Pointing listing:

####

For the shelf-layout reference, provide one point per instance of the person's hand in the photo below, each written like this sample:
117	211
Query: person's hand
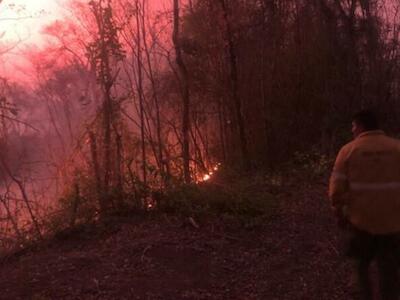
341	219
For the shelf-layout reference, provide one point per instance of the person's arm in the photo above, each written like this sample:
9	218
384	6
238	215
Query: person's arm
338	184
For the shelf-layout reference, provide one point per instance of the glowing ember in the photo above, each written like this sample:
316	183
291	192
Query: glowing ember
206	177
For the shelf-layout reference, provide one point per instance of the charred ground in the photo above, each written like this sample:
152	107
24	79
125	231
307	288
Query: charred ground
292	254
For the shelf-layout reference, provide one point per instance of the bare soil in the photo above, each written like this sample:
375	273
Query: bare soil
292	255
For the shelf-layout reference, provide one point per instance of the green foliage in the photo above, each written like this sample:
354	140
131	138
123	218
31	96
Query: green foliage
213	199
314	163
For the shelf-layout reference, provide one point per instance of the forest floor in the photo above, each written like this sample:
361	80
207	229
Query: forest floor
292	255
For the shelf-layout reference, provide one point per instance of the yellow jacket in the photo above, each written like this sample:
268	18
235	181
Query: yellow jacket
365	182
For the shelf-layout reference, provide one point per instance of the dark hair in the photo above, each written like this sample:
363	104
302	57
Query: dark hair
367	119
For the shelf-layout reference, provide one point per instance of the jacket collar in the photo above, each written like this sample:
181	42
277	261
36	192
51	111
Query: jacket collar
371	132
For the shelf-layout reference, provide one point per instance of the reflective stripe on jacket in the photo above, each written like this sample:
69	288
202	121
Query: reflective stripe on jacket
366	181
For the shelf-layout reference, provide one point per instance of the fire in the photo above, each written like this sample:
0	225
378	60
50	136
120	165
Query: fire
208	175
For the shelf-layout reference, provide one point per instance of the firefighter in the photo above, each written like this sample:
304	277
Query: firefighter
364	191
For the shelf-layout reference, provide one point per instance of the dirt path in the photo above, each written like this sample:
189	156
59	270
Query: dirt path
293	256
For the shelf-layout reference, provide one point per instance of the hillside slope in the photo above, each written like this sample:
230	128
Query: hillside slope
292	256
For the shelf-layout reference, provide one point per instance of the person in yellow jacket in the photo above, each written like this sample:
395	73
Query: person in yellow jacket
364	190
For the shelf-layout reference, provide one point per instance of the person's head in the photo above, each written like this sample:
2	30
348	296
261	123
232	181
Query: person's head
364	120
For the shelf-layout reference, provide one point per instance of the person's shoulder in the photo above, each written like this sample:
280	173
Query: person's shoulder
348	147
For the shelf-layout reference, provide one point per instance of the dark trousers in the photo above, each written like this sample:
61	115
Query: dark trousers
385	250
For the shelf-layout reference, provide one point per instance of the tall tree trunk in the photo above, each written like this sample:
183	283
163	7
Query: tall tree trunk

####

Reproduce the entire listing with each occurrence of "shelf-layout reference" swapped for "aisle-mapping reference" and every other part unchanged. Omit the pictures from your output.

For the aisle-mapping reference, provide one point per instance of the person's hand in the photo below, each written like this sample:
117	211
Query: person's hand
341	219
For the aisle-mapping reference, provide one point per instance of the person's arm in the photo above, each written like this sample:
9	218
384	6
238	215
Query: person's arm
338	184
For the aisle-mapping reference, provide one point per instance of the glowing ember in the photo above, each written like this sample:
316	183
291	192
Query: glowing ember
206	177
For the aisle-mapping reference, provide one point per instance of the charred ground in the photo above, each written like this sample:
152	107
24	79
125	231
307	288
Query: charred ground
292	254
For the aisle-mapping reference, provide one point per instance of the bare soil in the photo above, each written like this sample:
375	273
Query: bare soil
292	255
For the aisle-mapping reference, provide one point per instance of the green foliage in the photo above, each written like this sample:
354	140
131	138
123	218
31	96
Query: green foliage
213	199
314	163
For the aisle-mapping reference, provide one point per instance of the forest floor in the photo above, each written like this sample:
361	80
207	229
Query: forest floor
292	255
For the aisle-mapping reference, provide one point per instance of the yellow jacket in the photo above, each written like this sample:
268	18
235	181
Query: yellow jacket
365	182
For the aisle-mapping reference, provide one point per instance of the dark hair in the photo above, each written like this sample:
363	104
302	57
Query: dark hair
367	119
For the aisle-mapping reference, provide one point per instance of the jacket collar in the photo above, each written like this sample:
181	42
277	261
36	192
51	111
Query: jacket collar
371	132
For the aisle-mapping reference, provide one point per instance of the reflective stripe on jacket in the photo above, each written like this sample:
69	288
202	121
Query: reflective stripe on jacket
366	181
For the aisle-mapping reference, provide one point per instance of the fire in the photo above, each written like this sample:
0	225
378	60
50	136
120	165
Query: fire
208	175
For the aisle-mapping reference, provide one point per instance of the firefighter in the photo above, each written like this sample:
304	277
Query: firefighter
364	191
For the aisle-mapping reference, provide one point per instance of the dirt path in the photo above, each written like this sample:
189	156
59	270
Query: dirt path
293	256
For the aisle-mapping reference, provide one point per instance of the hillside slope in the photo above, each written like this sample:
230	128
Query: hillside slope
292	256
For the aisle-mapping reference, provide one point per instance of the person in yellow jacket in the photo above, each written like this sample:
395	73
Query: person in yellow jacket
364	190
For the aisle-mapping reference, provide one point per instance of the person's head in the photo above, each written like this sample:
2	30
348	296
261	123
232	181
Query: person's head
364	120
For the aisle-mapping reference, provide one point per instance of the person's shoulder in the photo above, each written like this sample:
280	173
Query: person's shoulder
348	147
For the aisle-mapping reference, provide one point per instance of the dark trousers in the photo above, each written like this sample:
61	115
Query: dark trousers
385	250
For the aisle-mapping reference, provide one point per instance of the tall tree trunk in the photo above, each written like this sample:
183	283
163	7
Query: tall tree trunk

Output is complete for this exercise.